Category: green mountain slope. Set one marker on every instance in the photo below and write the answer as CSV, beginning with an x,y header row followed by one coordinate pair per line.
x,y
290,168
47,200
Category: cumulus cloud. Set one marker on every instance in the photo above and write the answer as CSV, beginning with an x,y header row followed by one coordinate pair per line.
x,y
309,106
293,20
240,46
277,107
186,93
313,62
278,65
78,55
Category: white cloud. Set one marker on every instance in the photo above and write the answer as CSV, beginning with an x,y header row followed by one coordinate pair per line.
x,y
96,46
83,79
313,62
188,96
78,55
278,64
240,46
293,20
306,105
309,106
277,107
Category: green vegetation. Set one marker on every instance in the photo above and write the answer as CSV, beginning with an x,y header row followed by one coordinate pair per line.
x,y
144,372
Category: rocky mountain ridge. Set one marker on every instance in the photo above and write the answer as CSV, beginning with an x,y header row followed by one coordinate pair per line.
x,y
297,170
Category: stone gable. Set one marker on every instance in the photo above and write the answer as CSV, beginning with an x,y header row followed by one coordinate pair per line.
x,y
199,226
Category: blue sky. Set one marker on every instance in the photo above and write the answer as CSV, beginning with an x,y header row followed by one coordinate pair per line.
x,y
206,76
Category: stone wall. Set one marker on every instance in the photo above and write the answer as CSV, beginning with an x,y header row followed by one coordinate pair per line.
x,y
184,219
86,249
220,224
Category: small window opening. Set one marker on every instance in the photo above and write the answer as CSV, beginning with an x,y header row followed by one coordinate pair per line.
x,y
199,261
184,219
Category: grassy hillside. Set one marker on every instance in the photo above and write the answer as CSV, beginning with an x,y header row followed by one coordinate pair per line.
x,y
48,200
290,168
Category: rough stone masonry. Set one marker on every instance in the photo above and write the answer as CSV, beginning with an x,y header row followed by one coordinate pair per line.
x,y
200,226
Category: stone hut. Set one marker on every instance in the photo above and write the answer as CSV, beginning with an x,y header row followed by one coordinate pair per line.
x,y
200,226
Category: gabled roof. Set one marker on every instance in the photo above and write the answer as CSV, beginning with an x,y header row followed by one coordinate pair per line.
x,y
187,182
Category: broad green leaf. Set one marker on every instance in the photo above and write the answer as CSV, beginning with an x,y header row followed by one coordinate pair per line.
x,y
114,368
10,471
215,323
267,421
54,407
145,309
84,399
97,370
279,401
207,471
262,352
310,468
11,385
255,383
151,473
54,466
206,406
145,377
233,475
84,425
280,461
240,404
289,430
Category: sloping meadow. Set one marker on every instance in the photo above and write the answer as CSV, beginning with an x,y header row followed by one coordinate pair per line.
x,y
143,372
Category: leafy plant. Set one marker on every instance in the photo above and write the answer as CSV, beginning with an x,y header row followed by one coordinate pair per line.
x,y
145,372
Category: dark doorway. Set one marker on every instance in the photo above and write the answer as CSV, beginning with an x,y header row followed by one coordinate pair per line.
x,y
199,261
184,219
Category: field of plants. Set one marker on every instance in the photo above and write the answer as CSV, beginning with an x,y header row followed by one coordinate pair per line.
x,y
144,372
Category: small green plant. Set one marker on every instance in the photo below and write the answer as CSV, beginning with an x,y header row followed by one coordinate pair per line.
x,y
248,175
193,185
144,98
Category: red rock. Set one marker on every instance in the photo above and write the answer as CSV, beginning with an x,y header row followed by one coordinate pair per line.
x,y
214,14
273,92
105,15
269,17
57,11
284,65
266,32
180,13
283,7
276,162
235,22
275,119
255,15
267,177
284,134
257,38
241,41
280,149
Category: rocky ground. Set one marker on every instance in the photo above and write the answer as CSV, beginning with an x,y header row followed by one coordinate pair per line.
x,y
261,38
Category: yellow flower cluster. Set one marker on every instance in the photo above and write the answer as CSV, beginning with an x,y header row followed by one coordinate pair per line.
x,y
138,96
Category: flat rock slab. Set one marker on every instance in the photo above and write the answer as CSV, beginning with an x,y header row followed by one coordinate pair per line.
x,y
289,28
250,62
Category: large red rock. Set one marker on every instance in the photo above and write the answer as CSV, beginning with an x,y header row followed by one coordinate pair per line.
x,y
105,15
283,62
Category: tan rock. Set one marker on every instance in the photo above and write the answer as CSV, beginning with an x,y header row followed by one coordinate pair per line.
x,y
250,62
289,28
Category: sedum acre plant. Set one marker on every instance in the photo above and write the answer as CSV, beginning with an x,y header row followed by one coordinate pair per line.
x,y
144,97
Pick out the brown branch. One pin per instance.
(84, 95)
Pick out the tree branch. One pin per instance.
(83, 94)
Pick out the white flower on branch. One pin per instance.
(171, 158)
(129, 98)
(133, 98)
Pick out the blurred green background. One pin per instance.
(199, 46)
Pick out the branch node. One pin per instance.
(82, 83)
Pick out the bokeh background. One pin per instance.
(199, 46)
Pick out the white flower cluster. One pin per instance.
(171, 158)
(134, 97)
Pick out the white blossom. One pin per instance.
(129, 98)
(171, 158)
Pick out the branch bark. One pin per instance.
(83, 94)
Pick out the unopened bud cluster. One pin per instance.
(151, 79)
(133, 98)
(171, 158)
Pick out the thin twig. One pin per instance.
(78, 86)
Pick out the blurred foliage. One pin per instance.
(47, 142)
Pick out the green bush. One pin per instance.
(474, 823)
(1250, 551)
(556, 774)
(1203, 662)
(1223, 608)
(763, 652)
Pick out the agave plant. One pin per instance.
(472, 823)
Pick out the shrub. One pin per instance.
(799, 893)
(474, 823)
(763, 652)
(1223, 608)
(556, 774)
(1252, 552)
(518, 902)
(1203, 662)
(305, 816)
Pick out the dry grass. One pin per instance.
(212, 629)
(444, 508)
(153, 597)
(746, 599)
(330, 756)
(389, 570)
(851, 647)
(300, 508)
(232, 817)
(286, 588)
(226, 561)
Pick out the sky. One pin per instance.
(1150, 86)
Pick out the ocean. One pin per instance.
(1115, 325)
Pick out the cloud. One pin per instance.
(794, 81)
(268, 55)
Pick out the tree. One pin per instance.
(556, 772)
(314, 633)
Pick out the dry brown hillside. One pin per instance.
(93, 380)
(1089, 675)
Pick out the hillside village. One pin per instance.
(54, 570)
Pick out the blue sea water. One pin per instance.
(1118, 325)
+ + + + + + +
### [WHAT IS NEEDED]
Every record should be repeated exactly; please leave none out.

### [RESULT OF THIS EXERCISE]
Category: green mountain slope. Set one marker on every instance in the photo below and write the answer as CSV, beginning with an x,y header row followed by one coordinate pair per line.
x,y
290,168
47,200
Category: cumulus cloud. Set one marker on every instance in the photo above and write the answer as CSV, beginning with an x,y header row followed by one coordinate pair per line.
x,y
309,106
293,20
240,46
277,107
186,93
313,62
278,65
78,55
Category: white cloud. Set one marker on every instance in the photo above and write the answer as CSV, beginning with an x,y header row followed by one coordinate pair per line.
x,y
96,46
83,79
313,62
188,96
78,55
278,64
240,46
293,20
306,105
309,106
277,107
Category: green vegetation. Set one marker on every instance in the photo above and write the answer as CSV, beginning with an x,y header row followed by one coordinate pair per line.
x,y
144,372
Category: rocky mountain ridge. Set one marker on every instance in the photo above and write the answer as CSV, beginning with an x,y header row followed by one coordinate pair per line.
x,y
297,170
Category: stone gable. Set one marker on every instance in the photo above and write the answer as CSV, beginning with an x,y header row followed by one coordinate pair per line.
x,y
199,226
Category: blue sky. Set one marker on every instance in the photo above and write the answer as CSV, beginning with an x,y header row followed by one coordinate pair per line.
x,y
206,76
Category: stone wall. Set one marker on every instance in the photo above and write the answer as CSV, beginning with an x,y header row followed by one coordinate pair per line.
x,y
184,219
86,249
220,224
Category: small window opening. Set one marker on every instance in the photo above and write the answer as CSV, beginning with an x,y header row followed by one coordinate pair per line.
x,y
199,261
184,219
Category: grassy hillside. Set one marker on every instance in the photo above and write the answer as CSV, beginning with an x,y header row followed by one coordinate pair per line.
x,y
48,200
290,168
Category: rough stone masonry. Set one marker on every instance in the photo above and write the answer as CSV, beginning with an x,y header row followed by one coordinate pair per line.
x,y
200,226
Category: stone hut. Set one marker on every instance in the photo above and write the answer as CSV, beginning with an x,y header row followed by one coordinate pair per line.
x,y
200,226
Category: gabled roof. Set one marker on every instance in the photo above and write the answer as CSV, beginning with an x,y header row followed by one coordinate pair per line.
x,y
187,182
Category: broad green leaf. Set one marker on every instance in the photo above and write the answer as CSV, beginning with an x,y header row followed by one coordinate pair per line.
x,y
114,368
10,471
215,323
267,421
54,407
145,309
84,399
97,370
279,401
207,471
262,352
310,468
11,385
255,383
151,473
54,466
206,406
145,377
233,475
84,425
280,461
240,404
289,430
Category: sloping meadow. Set one marker on every instance in the photo above and write the answer as CSV, beginning with an x,y header row followed by one coordinate pair per line.
x,y
143,372
Category: leafy plant. Set one marker on every instance in the photo above and write the answer as CSV, beginning with an x,y header row followed by one coordinate pair per line.
x,y
145,372
Category: dark doorway. Set one marker on every instance in the photo above and write the answer as CSV, beginning with an x,y header row followed by one coordinate pair per line.
x,y
199,261
184,219
Category: field of plants. Set one marker on every instance in the photo above and write the answer as CSV, beginning with an x,y header row followed by one coordinate pair per line.
x,y
144,372
Category: small green plant. Set one marker on every instance in the photo below and write the answer as CSV, beginning with an x,y header row followed by one coordinate pair per line.
x,y
248,175
193,185
144,98
Category: red rock. Set one marker on every instance in the photo above and write the answer as CSV, beginning with an x,y header row followed by one coordinate pair per line.
x,y
214,14
273,92
105,15
269,17
57,11
284,65
266,32
180,13
283,7
276,162
235,22
275,119
255,15
267,177
284,134
257,38
241,41
280,149
Category: rocky ground. Set one marker on every instance in the photo above and write the answer as CSV, beginning with an x,y header row followed by one coordinate pair per line.
x,y
261,38
Category: yellow flower cluster. Set one marker on every instance in the photo above and write the answer as CSV, beginning with an x,y header row followed by one coordinate pair per line.
x,y
138,96
Category: flat rock slab. Set one marker on every instance in the photo above and write the answer as CSV, beginning with an x,y header row followed by one coordinate pair per line.
x,y
289,28
250,62
Category: large red rock. Set one marker on every instance in the photo above and write the answer as CSV, beginning with an x,y header row followed by one coordinate pair per line.
x,y
105,15
283,62
Category: tan rock. Set one marker on every instance in the photo above and write the answer as CSV, beginning with an x,y header row followed by one coordinate pair per line.
x,y
250,62
289,28
Category: sedum acre plant. Set one marker on every instance in the photo above and write the answer as CSV, beginning with an x,y header row followed by one coordinate pair per line.
x,y
144,97
Pick out the brown branch. One pin per instance.
(84, 95)
Pick out the tree branch. One pin per instance.
(83, 94)
Pick out the white flower on branch. One pin per instance.
(171, 158)
(129, 98)
(133, 98)
Pick out the blurred green background. One pin per instance.
(199, 46)
Pick out the branch node. One pin per instance.
(82, 83)
Pick out the bokeh background. One pin per instance.
(199, 46)
Pick out the white flower cluster. One pin per instance.
(171, 158)
(134, 97)
Pick out the white blossom. One pin per instance.
(129, 98)
(171, 158)
Pick out the branch bark. One pin per instance.
(83, 94)
Pick out the unopened bud cluster. One pin per instance.
(151, 79)
(133, 98)
(171, 158)
Pick out the thin twig. One pin per instance.
(78, 86)
Pick out the blurred foliage. One pin per instance.
(47, 142)
Pick out the green bush. One pin per instance.
(474, 823)
(1250, 551)
(556, 774)
(1203, 662)
(1223, 608)
(763, 652)
Pick out the agave plant. One pin per instance.
(472, 823)
Pick out the shrub. One pin per instance.
(799, 893)
(474, 823)
(763, 652)
(1223, 608)
(556, 774)
(1252, 552)
(518, 902)
(1203, 662)
(305, 816)
Pick out the dry grass. One pin per instance.
(212, 629)
(444, 508)
(153, 597)
(746, 599)
(330, 756)
(389, 570)
(851, 647)
(300, 508)
(232, 817)
(286, 588)
(226, 561)
Pick out the sky. One pin per instance.
(1150, 86)
Pick out the ocean. One pin per instance.
(1115, 325)
Pick out the cloud. One pin per instance.
(794, 81)
(268, 55)
Pick out the tree. One pin per instance.
(556, 772)
(314, 633)
Pick out the dry brown hillside. One pin per instance.
(93, 380)
(1089, 675)
Pick out the hillside village. One pin per instance.
(54, 570)
Pick out the blue sea water. One pin per instance.
(1118, 325)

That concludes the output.